A friend of a friend I know from college moved to California before I did, and around the time of her moving, she had begun transitioning. In college, I don’t think I ever had a conversation with her. We were part of the same scene, with me more on the fringes of it (I’ve taken an observer role in a lot of different communities in my life — happy to observe, but also lonely). The first time I actually met her and talked with her was when a college friend/former roommate of mine visited with another friend of a friend I didn’t know, and we planned it so the four of us hung out together while they were here.

I hadn’t begun questioning yet, but, as I would learn when I started to read other trans women’s “egg-cracking” stories (more on this later), I was engaging (both intensely and with a sense of confused detachment) in certain pornography and roleplaying that is normally a harbinger for many Americans questioning their gender (more on this later too). This was a secret I kept that I was compulsively anxious about being discovered; yet the awkward fluidity I was living out in private would occasionally seep out during the day.

========

Reproduce the passage from the personal essay above between "A friend of" and "they were here.", inclusive.

▶ Data provided:
========

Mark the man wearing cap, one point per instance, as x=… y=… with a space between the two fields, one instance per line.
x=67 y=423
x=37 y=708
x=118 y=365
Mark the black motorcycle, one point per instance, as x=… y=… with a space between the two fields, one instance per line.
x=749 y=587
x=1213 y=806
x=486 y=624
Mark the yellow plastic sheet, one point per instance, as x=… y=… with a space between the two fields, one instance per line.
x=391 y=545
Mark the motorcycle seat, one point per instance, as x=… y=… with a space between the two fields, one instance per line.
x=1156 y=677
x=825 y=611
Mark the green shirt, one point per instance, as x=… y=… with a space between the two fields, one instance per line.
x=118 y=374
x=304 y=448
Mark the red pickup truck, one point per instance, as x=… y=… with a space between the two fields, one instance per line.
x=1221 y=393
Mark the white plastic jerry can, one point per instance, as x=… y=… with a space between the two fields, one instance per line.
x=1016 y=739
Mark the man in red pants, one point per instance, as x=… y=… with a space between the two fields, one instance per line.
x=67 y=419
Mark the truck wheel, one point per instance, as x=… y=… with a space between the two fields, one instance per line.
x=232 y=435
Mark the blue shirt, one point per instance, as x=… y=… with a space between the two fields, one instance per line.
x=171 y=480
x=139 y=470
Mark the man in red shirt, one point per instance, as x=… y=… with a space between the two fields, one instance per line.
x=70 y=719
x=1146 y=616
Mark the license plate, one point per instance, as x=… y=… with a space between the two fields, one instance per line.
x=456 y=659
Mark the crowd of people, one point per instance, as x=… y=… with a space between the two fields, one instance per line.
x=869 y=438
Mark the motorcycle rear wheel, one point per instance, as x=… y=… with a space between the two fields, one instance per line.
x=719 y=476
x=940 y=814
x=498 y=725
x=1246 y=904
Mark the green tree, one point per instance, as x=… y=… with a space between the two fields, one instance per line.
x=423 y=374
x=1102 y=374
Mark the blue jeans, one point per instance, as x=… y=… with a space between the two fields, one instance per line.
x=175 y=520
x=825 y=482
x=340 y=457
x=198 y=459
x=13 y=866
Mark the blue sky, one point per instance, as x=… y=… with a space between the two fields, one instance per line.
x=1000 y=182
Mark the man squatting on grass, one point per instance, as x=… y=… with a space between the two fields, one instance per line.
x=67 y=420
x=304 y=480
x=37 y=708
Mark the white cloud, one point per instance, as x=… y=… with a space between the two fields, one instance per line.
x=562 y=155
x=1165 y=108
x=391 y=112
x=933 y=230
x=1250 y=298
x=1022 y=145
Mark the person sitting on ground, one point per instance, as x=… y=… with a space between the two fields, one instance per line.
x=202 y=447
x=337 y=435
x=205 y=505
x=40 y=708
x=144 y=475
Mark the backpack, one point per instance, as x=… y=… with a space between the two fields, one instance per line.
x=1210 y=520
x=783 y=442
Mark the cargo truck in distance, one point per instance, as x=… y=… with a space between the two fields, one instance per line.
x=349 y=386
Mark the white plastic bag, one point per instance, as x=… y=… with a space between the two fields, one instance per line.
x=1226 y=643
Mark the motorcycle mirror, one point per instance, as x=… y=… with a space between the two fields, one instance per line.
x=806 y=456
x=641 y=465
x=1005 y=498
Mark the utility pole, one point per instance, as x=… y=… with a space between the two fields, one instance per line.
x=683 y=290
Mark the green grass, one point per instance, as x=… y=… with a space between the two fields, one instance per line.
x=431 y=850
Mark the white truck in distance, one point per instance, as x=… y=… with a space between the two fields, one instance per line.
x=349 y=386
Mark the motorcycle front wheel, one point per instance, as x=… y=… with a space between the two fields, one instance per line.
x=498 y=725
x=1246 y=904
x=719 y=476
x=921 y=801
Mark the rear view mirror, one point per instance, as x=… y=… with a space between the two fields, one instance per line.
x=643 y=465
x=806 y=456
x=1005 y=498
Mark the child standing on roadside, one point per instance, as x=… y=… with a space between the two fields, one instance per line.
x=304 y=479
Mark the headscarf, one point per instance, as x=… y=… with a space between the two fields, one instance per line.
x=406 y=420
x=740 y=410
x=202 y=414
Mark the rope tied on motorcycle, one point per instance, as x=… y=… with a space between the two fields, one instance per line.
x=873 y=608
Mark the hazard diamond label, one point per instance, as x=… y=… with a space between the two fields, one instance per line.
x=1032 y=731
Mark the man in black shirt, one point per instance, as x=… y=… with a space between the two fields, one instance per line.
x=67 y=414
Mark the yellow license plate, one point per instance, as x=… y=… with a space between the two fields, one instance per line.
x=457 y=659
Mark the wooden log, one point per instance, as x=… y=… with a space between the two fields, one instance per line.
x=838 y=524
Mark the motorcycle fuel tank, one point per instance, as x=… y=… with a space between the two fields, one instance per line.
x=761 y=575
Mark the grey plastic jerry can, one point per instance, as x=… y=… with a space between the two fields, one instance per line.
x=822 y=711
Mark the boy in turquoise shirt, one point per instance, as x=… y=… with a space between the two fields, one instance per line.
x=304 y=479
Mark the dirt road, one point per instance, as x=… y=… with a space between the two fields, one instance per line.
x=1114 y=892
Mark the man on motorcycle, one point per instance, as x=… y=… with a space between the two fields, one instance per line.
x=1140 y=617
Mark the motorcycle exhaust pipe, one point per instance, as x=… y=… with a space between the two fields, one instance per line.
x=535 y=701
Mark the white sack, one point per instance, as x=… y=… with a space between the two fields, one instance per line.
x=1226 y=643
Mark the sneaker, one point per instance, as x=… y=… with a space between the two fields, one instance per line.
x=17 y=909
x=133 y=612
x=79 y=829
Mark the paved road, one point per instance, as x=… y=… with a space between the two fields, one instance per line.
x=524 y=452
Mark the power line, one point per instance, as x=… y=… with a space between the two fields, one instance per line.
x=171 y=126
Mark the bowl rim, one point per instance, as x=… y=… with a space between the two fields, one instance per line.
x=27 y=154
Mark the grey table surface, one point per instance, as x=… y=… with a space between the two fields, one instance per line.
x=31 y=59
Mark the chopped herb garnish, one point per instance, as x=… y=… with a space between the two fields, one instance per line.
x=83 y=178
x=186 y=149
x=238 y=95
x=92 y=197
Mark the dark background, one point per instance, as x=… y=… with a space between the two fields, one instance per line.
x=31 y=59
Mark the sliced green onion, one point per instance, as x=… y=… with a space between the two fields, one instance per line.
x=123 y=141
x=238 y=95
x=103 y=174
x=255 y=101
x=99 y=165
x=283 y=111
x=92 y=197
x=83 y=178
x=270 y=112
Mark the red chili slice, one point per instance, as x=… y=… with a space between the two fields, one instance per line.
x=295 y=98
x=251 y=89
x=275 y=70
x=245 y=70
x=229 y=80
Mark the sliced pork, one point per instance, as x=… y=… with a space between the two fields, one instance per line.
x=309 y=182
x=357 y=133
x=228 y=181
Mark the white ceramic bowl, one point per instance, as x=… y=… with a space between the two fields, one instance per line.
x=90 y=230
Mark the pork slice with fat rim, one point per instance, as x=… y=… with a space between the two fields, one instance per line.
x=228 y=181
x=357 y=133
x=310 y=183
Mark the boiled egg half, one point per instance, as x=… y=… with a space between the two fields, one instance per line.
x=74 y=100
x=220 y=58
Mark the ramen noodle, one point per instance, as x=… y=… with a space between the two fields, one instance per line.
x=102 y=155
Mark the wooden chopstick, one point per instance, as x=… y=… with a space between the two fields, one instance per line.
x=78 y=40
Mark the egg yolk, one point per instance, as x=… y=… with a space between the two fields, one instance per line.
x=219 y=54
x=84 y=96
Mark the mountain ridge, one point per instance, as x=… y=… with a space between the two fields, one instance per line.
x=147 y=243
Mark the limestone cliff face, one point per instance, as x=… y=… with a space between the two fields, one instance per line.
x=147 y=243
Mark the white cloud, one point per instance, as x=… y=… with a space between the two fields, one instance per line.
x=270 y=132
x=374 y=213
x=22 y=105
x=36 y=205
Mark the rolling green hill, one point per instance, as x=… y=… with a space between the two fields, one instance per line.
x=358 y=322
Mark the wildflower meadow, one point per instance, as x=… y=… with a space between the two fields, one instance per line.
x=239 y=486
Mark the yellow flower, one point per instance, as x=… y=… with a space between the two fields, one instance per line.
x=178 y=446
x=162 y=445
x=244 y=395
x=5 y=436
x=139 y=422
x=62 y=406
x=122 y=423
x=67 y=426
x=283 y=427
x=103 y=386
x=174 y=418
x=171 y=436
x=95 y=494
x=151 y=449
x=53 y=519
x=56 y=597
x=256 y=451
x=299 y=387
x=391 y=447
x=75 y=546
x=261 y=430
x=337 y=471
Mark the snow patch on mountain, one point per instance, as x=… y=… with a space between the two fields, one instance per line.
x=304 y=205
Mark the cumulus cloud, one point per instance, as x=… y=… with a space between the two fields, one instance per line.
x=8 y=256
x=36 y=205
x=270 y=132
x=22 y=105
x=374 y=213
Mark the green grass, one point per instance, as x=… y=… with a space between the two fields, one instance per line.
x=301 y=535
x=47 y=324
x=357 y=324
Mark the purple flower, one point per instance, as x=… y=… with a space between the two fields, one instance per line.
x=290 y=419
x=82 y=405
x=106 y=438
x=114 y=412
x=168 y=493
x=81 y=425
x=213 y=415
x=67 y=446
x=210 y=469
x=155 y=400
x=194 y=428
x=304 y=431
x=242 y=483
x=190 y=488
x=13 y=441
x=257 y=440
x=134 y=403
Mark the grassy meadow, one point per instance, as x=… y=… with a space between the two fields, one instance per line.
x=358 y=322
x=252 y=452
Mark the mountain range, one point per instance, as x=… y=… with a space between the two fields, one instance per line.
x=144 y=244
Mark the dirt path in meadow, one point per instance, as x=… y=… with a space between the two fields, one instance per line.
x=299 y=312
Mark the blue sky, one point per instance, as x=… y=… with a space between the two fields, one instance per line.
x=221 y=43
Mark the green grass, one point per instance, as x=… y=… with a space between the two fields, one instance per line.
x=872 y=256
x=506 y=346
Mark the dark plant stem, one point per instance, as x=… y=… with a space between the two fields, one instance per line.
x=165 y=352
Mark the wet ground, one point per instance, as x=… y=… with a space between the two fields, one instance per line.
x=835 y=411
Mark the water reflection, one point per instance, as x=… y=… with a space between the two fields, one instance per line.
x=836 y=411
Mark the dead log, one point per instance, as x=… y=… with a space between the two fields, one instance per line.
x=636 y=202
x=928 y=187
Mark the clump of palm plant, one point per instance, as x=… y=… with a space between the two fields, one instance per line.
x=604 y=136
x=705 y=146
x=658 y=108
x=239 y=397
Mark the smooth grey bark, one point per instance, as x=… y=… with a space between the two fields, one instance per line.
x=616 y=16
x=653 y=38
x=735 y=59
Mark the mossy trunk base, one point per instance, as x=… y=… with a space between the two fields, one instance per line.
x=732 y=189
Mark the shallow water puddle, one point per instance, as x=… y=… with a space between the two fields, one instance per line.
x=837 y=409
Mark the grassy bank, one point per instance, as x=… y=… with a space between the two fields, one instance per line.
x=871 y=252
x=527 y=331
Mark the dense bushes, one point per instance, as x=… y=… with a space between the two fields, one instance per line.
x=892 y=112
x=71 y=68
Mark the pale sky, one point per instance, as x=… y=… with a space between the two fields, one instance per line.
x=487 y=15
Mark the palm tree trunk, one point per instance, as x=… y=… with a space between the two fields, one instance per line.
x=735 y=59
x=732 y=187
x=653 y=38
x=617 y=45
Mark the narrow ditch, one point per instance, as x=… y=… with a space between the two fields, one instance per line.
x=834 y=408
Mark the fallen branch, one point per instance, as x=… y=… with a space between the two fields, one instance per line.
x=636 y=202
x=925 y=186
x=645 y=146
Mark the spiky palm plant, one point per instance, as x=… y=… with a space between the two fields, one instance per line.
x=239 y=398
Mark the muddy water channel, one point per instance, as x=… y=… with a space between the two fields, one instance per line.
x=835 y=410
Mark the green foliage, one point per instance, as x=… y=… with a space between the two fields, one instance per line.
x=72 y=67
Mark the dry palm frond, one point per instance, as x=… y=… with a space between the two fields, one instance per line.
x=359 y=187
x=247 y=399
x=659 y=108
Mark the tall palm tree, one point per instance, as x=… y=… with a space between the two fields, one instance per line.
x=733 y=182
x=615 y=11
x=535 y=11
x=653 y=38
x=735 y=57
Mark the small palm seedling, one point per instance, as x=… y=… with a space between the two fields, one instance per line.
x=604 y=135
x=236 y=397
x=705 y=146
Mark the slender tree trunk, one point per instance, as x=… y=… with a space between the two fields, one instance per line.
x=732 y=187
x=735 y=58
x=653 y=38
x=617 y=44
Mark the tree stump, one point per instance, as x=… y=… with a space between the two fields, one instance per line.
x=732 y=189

========

▶ The response:
A friend of a friend I know from college moved to California before I did, and around the time of her moving, she had begun transitioning. In college, I don’t think I ever had a conversation with her. We were part of the same scene, with me more on the fringes of it (I’ve taken an observer role in a lot of different communities in my life — happy to observe, but also lonely). The first time I actually met her and talked with her was when a college friend/former roommate of mine visited with another friend of a friend I didn’t know, and we planned it so the four of us hung out together while they were here.